* _GOAL_:
Reproduce every item below word for word, leaving out the pictures.
⁂
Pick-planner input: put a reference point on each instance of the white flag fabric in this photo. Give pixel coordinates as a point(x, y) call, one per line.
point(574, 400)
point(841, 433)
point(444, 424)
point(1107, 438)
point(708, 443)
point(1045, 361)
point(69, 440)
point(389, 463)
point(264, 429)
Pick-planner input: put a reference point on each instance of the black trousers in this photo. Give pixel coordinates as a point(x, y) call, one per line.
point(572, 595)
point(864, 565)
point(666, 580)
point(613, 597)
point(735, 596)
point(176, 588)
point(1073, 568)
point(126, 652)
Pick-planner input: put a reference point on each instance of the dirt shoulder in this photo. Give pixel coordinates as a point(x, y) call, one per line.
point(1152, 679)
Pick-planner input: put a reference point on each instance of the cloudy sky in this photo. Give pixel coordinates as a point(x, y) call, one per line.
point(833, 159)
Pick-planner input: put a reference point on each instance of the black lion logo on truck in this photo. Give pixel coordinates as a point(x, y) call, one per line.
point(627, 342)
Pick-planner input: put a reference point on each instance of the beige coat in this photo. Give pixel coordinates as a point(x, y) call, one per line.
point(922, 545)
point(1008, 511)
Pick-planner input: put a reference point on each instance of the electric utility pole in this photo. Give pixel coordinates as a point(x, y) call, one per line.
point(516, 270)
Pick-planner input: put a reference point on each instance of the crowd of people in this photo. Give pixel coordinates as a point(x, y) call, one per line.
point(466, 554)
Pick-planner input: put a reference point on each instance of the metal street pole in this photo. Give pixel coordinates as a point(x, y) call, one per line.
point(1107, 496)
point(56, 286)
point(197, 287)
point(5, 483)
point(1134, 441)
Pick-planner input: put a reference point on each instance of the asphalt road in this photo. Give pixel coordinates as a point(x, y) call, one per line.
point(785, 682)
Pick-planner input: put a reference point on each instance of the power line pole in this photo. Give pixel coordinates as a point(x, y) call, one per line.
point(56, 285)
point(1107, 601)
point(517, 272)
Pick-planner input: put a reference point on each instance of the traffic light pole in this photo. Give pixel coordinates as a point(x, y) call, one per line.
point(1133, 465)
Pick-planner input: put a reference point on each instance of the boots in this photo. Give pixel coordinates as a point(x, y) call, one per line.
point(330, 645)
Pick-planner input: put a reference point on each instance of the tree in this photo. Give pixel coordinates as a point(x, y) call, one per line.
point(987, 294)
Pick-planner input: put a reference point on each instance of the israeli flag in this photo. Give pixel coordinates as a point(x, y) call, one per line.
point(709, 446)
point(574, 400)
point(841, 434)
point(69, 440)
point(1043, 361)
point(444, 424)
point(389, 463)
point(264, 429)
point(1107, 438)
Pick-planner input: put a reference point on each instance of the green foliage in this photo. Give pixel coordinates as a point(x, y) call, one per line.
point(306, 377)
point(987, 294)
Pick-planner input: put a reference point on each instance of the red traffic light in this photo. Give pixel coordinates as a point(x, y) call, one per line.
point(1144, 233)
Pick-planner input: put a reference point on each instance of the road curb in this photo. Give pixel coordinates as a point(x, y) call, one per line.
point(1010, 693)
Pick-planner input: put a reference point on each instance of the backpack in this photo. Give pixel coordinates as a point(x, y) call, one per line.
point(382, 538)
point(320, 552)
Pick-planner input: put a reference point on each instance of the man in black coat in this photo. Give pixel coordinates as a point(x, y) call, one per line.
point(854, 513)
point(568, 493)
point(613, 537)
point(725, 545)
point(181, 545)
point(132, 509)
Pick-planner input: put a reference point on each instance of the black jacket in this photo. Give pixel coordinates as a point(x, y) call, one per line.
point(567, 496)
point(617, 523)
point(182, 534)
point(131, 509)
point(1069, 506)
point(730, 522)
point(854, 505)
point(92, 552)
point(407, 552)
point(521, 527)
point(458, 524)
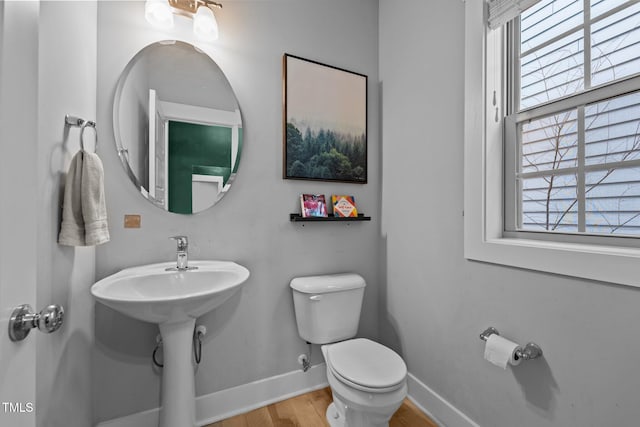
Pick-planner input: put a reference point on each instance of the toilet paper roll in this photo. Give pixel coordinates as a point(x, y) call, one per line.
point(500, 351)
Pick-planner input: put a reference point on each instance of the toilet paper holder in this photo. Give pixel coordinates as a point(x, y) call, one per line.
point(530, 351)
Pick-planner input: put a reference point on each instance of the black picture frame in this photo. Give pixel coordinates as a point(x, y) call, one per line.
point(325, 119)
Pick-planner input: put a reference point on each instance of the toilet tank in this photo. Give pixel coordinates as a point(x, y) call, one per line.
⁂
* _RESULT OF THIS EXERCISE_:
Pick-planner input: put a reference point on each instance of the white flag fabric in this photo. Give pixel coordinates as a point(x, y) call, one per line.
point(574, 400)
point(841, 433)
point(444, 424)
point(1107, 438)
point(708, 443)
point(1045, 361)
point(69, 440)
point(389, 463)
point(264, 429)
Pick-planner input: put a reference point on each instance of the black trousers in this photo. Give pixel coordinates as a point(x, y) call, one per line.
point(572, 595)
point(864, 565)
point(666, 580)
point(613, 597)
point(735, 596)
point(176, 588)
point(1073, 568)
point(126, 652)
Pick-planner input: put a reference point on each instance of the dirt shoulder in this photo. Give pixel coordinates as a point(x, y) call, one per line.
point(1152, 679)
Pick-planner input: put a reference point on each instance of the cloudy sky in this photo. Give pixel coordinates as a point(x, y) call, one per line.
point(833, 159)
Pick-planner input: put a reference point on each instance of the black lion logo on truck in this photo. Give pixel coordinates as a point(x, y) call, one per line.
point(627, 342)
Pick-planner input: put a reference point on each instance of the beige coat in this photo. Give pixel coordinates as a point(x, y) call, one per line.
point(922, 545)
point(1008, 511)
Pick-planner input: put a reference point on each instance of the electric utility pole in this photo. Give pixel coordinates as a point(x, y) call, one per line.
point(516, 270)
Pick-planner input: put a reference point on each instance of the crowd of people in this photo. Give pixel coordinates as a point(x, y) call, one per line.
point(466, 554)
Pick-planner input: put a reference point on each instance of the metal street pole in this photo. Give pixel coordinates as a point(x, y) call, one per line.
point(1107, 496)
point(56, 286)
point(197, 287)
point(5, 483)
point(1134, 441)
Pick-planner input: put a reference point on each instance of the asphalt road in this photo. Give pixel coordinates as a point(x, y) call, one per line.
point(785, 682)
Pick-planner input: put a reference point on each instance of the power line pole in this photo. Give pixel coordinates as a point(x, y) call, one per line.
point(56, 285)
point(1107, 601)
point(517, 272)
Pick-planner input: put a reference point on each instance of the traffic light pole in this photo. Give pixel coordinates as a point(x, y) call, one per line.
point(1133, 465)
Pick-planner input: put a reference point on each instance of the boots in this photo. Give pixel coordinates as a point(x, y) call, one per line.
point(330, 645)
Pick-planner input: put a reference point on each instance of the tree in this photo. Give pixel coordinates as a point(x, y) call, one per line.
point(987, 294)
Pick-planner input: put a reference point on each instance of the israeli flag in this photo. Give pixel coordinates as a point(x, y) call, one per line.
point(709, 446)
point(574, 400)
point(841, 434)
point(69, 440)
point(1043, 361)
point(444, 424)
point(389, 463)
point(264, 429)
point(1107, 438)
Pick-planner input: put a reference point on each instance of the green foliage in this photo. Give pixel coordinates as a point(x, y) call, one per line.
point(306, 377)
point(987, 294)
Pick-planner input: put a reference point on each instance of the red traffic light in this photo. Give pixel coordinates as a point(x, y) call, one per line.
point(1144, 233)
Pick-planner input: put a reference point on each instance of the road curb in this photo. Give pixel coordinates as a point(x, y) call, one per line.
point(1010, 693)
Pick-planner input: put a reference point on each instance of the backpack in this photo. Give pixel coordinates as a point(x, y) call, one per line.
point(382, 538)
point(320, 552)
Pick-planner input: put a reference point on each instance of the man in black coat in this photo. Give pixel coordinates as a point(x, y) call, one per line.
point(854, 513)
point(568, 493)
point(613, 537)
point(725, 545)
point(181, 545)
point(132, 509)
Pick-planner input: put a reference point on each instance of the black jacket in this photo. Give pixel coordinates as a point(x, y) call, one per line.
point(567, 496)
point(617, 523)
point(182, 534)
point(131, 509)
point(1069, 506)
point(730, 522)
point(854, 505)
point(92, 552)
point(407, 552)
point(521, 527)
point(458, 524)
Pick-planner input: put a reference point on each instance of the toilet paper roll in this photo. Give pixel coordinates as a point(x, y) call, one per line.
point(500, 351)
Pick-planner input: put a reference point on each instance of the toilet paper holder in this photo. Give pixel coordinates as a point(x, y) call, one per line.
point(530, 351)
Pick-planner input: put a reference point on each instance of the black picture frame in this photo. Give pixel coordinates as a point(x, y) call, one per line.
point(325, 119)
Pick-planner input: put a reference point on each instance of the toilet tank in this photo. Give pixel coordinates as a point(x, y) call, one per line.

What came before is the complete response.